_TASK DETAILS_. Put every line of the listing below into a JSON list of strings, one string per line, skipping blank lines and leaving out the pictures.

□ □ □

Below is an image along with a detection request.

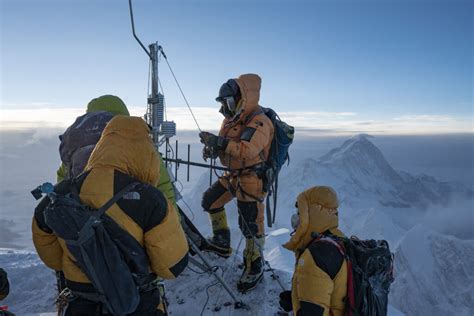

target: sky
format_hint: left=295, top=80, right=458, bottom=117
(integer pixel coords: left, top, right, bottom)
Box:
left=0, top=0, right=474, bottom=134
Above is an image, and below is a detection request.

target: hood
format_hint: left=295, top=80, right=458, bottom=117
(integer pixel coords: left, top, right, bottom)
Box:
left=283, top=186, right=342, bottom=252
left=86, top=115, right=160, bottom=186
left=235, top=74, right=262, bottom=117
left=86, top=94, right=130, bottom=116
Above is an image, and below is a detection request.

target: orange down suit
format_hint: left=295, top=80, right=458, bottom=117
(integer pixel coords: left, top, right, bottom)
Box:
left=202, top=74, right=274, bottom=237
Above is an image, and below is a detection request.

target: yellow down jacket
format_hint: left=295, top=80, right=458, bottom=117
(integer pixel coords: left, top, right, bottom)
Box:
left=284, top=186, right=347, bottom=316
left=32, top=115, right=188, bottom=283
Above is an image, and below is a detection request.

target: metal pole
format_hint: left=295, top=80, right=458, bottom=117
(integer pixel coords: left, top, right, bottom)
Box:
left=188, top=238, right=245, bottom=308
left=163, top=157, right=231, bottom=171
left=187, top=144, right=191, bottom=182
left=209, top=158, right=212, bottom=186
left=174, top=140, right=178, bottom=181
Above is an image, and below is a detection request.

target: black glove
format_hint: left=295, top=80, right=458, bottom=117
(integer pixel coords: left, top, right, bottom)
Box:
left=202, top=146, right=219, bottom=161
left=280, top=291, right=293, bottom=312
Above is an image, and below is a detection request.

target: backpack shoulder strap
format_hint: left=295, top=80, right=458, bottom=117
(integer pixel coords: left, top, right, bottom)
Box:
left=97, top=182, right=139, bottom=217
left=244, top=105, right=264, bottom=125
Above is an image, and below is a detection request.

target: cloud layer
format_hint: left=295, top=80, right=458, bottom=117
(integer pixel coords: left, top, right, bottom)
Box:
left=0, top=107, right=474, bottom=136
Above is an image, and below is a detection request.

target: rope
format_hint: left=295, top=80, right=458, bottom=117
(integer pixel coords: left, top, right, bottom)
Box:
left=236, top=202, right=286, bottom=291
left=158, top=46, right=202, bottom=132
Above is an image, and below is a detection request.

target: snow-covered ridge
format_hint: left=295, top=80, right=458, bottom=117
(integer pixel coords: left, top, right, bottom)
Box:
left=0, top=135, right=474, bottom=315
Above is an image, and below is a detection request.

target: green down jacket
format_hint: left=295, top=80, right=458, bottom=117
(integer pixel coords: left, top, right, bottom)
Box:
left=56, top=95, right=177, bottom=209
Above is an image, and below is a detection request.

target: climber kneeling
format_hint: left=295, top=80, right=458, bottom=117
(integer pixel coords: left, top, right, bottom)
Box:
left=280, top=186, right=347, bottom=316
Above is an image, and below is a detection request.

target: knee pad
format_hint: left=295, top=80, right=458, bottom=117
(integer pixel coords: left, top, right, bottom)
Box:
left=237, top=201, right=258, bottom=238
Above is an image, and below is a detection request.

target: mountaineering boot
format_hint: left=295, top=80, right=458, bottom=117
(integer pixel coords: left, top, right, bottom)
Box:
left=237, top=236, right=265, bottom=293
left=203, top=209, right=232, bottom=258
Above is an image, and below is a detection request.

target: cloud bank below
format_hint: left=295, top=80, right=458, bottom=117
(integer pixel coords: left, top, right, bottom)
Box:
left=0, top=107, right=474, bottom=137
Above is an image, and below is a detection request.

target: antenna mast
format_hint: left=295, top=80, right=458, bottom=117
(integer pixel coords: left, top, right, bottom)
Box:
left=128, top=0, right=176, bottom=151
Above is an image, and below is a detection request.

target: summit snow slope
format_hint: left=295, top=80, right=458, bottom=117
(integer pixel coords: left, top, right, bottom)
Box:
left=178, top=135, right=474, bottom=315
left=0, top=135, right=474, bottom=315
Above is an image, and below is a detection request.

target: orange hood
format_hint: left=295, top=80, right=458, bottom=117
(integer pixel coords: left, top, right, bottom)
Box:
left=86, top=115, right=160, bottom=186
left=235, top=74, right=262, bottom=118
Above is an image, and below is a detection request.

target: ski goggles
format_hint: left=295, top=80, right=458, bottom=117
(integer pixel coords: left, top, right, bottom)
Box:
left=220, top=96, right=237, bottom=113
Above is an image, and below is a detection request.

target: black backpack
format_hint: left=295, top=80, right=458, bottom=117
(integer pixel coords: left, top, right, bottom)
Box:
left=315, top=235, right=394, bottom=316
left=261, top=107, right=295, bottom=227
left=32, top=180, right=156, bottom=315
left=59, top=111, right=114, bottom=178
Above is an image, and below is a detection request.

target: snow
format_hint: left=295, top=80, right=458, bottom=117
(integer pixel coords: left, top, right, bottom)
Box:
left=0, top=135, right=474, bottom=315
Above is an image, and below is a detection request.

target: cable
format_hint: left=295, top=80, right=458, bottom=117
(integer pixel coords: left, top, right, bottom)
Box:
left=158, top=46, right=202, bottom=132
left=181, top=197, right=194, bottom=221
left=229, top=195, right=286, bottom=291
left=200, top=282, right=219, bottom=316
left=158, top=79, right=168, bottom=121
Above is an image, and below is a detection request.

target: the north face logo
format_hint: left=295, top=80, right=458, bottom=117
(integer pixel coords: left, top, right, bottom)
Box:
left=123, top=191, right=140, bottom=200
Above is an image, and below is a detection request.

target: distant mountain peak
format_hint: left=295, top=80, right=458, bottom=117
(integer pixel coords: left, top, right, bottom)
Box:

□ □ □

_REPLY_.
[
  "Below is an image along with a detection request.",
  "target: sky",
  "format_hint: left=295, top=80, right=458, bottom=117",
  "(integer pixel coords: left, top, right, bottom)",
  "Box:",
  "left=0, top=0, right=474, bottom=134",
  "Above is an image, and below is a detection request.",
  "target: hood",
  "format_hint: left=295, top=80, right=458, bottom=117",
  "(integer pixel coords: left, top, right, bottom)",
  "Box:",
  "left=283, top=186, right=342, bottom=252",
  "left=86, top=115, right=160, bottom=186",
  "left=235, top=74, right=262, bottom=117",
  "left=86, top=94, right=130, bottom=116",
  "Above is an image, and below is a detection request.",
  "target: orange down suit",
  "format_hint: left=295, top=80, right=458, bottom=117",
  "(integer pixel coords: left, top, right, bottom)",
  "Box:",
  "left=202, top=74, right=274, bottom=237",
  "Above is an image, and below is a detection request.",
  "target: yellow down jacket",
  "format_hint: left=295, top=80, right=458, bottom=117",
  "(integer pixel coords: left, top, right, bottom)",
  "Box:",
  "left=284, top=186, right=347, bottom=316",
  "left=32, top=115, right=188, bottom=283",
  "Above is an image, and below is a detection request.",
  "target: metal pole",
  "format_hint: left=295, top=80, right=458, bottom=117",
  "(integer pixel coords: left, top, right, bottom)",
  "Box:",
  "left=188, top=238, right=245, bottom=308",
  "left=163, top=157, right=231, bottom=171",
  "left=187, top=144, right=191, bottom=182",
  "left=209, top=158, right=212, bottom=186",
  "left=174, top=140, right=178, bottom=181",
  "Above is an image, and below is a detection request.",
  "target: black glove",
  "format_hint: left=295, top=80, right=458, bottom=117",
  "(integer pixel coords: left, top, right, bottom)",
  "Box:",
  "left=202, top=146, right=219, bottom=161",
  "left=280, top=291, right=293, bottom=312",
  "Above is an image, and below is a detection request.",
  "target: backpack shoulder strap",
  "format_hint: left=295, top=80, right=458, bottom=117",
  "(integer pixel coords: left, top, right, bottom)",
  "Box:",
  "left=97, top=182, right=139, bottom=217",
  "left=244, top=105, right=264, bottom=125",
  "Above is an image, and below is a detection request.",
  "target: cloud layer",
  "format_hint: left=295, top=80, right=458, bottom=117",
  "(integer pixel coords: left, top, right, bottom)",
  "Box:",
  "left=0, top=107, right=474, bottom=136",
  "Above is an image, and below is a detection request.",
  "target: rope",
  "format_hint: left=295, top=80, right=458, bottom=117",
  "(integer pixel coords: left, top, right, bottom)",
  "Box:",
  "left=236, top=202, right=286, bottom=291",
  "left=158, top=46, right=202, bottom=132",
  "Above is an image, and below is a detection request.",
  "target: snow-covered ridge",
  "format_hint: left=295, top=80, right=458, bottom=117",
  "(integer pixel coords: left, top, right, bottom)",
  "Box:",
  "left=0, top=135, right=474, bottom=315",
  "Above is an image, and below is a detection request.",
  "target: green down jacket",
  "format_hint: left=295, top=80, right=458, bottom=117",
  "(integer pixel coords: left, top, right, bottom)",
  "Box:",
  "left=56, top=95, right=177, bottom=209",
  "Above is an image, and below is a detection request.",
  "target: climber kneeling",
  "format_hint: left=295, top=80, right=458, bottom=117",
  "(integer pixel coords: left, top, right, bottom)",
  "Box:",
  "left=280, top=186, right=347, bottom=316",
  "Above is an image, and below is a detection request.",
  "target: knee pad",
  "format_hint: left=295, top=80, right=458, bottom=117",
  "(integer pixel coords: left, top, right, bottom)",
  "Box:",
  "left=237, top=201, right=258, bottom=238",
  "Above is an image, and below is a detection request.",
  "target: mountaineering boot",
  "format_hint: left=295, top=80, right=458, bottom=117",
  "(integer pixel coords: left, top, right, bottom)",
  "Box:",
  "left=237, top=236, right=265, bottom=293",
  "left=203, top=209, right=232, bottom=258",
  "Above is an image, and below is a detection request.",
  "target: cloud bank below",
  "format_hint: left=295, top=80, right=458, bottom=117",
  "(integer pixel coords: left, top, right, bottom)",
  "Box:",
  "left=0, top=107, right=474, bottom=137",
  "Above is an image, and below is a detection request.",
  "target: antenna mast",
  "format_hint: left=295, top=80, right=458, bottom=117",
  "(integer pixel coords: left, top, right, bottom)",
  "Box:",
  "left=128, top=0, right=176, bottom=151",
  "Above is an image, and below is a detection request.",
  "target: summit snow slope",
  "format_hint: left=295, top=80, right=458, bottom=117",
  "(integer pixel coords: left, top, right, bottom)",
  "Box:",
  "left=178, top=135, right=474, bottom=315",
  "left=0, top=135, right=474, bottom=315",
  "Above is an image, and below is a detection request.",
  "target: orange hood",
  "format_hint: left=295, top=80, right=458, bottom=117",
  "(integer pixel coords: left, top, right, bottom)",
  "Box:",
  "left=86, top=115, right=160, bottom=186",
  "left=235, top=74, right=262, bottom=118",
  "Above is an image, and below is a detection request.",
  "target: ski goggles",
  "format_hint: left=295, top=80, right=458, bottom=117",
  "(integer pixel coords: left, top, right, bottom)",
  "Box:",
  "left=220, top=96, right=237, bottom=113",
  "Above is an image, and below is a detection request.",
  "target: black backpack",
  "format_hint: left=295, top=80, right=458, bottom=117",
  "(integer pixel coords: left, top, right, bottom)",
  "Box:",
  "left=315, top=235, right=394, bottom=316",
  "left=261, top=107, right=295, bottom=227",
  "left=32, top=180, right=156, bottom=315",
  "left=59, top=111, right=114, bottom=178",
  "Above is an image, and below is a detection request.",
  "target: snow",
  "format_hint: left=295, top=80, right=458, bottom=117",
  "(integer pixel coords: left, top, right, bottom)",
  "Box:",
  "left=0, top=135, right=474, bottom=315",
  "Above is an image, and below is a detection request.",
  "target: cable",
  "format_hint: left=295, top=80, right=458, bottom=117",
  "(integer pixel coords: left, top, right, bottom)",
  "Box:",
  "left=158, top=46, right=202, bottom=132",
  "left=181, top=197, right=194, bottom=221",
  "left=229, top=195, right=286, bottom=291",
  "left=200, top=282, right=219, bottom=316",
  "left=158, top=79, right=168, bottom=121",
  "Above is an image, and below is a detection request.",
  "target: the north face logo",
  "format_hint: left=295, top=80, right=458, bottom=117",
  "(integer pixel coords: left, top, right, bottom)",
  "Box:",
  "left=123, top=191, right=140, bottom=200",
  "Above is an image, and below is a detection request.",
  "target: distant mountain peak",
  "format_hint: left=295, top=80, right=458, bottom=117",
  "(integer pixel coords: left, top, right, bottom)",
  "Box:"
]